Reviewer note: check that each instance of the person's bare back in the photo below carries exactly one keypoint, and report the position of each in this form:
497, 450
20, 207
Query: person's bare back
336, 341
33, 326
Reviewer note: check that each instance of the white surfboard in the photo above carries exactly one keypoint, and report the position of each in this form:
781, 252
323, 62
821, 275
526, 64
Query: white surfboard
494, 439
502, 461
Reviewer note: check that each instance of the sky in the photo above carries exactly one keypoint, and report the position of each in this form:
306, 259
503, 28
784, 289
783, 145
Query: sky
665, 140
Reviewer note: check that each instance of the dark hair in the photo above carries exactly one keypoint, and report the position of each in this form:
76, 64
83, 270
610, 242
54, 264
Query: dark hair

**********

A complete, exact transcription of the data above is the required answer.

### Response to the exercise
Reviewer note: check that each instance of the person's bare back in the photo below carries exactly one keypoint, and report the position of each in this form:
497, 450
20, 207
Query: person's bare back
336, 341
33, 326
Reviewer note: check that each instance of the white surfboard in the photo above carries exactly one keypoint, and report the position of each in this form:
781, 252
323, 62
821, 275
526, 64
Query: white surfboard
494, 439
502, 461
Reviewer note: check that each instance of the sky in the photo above carries exactly one keypoint, and report the position of each in this form:
306, 259
503, 28
784, 289
783, 145
Query: sky
665, 140
Reviewer note: check that each instance of the dark hair in the photo above carries exactly one keypoint, and report the position of each in this form:
76, 64
83, 270
610, 242
54, 264
Query: dark hair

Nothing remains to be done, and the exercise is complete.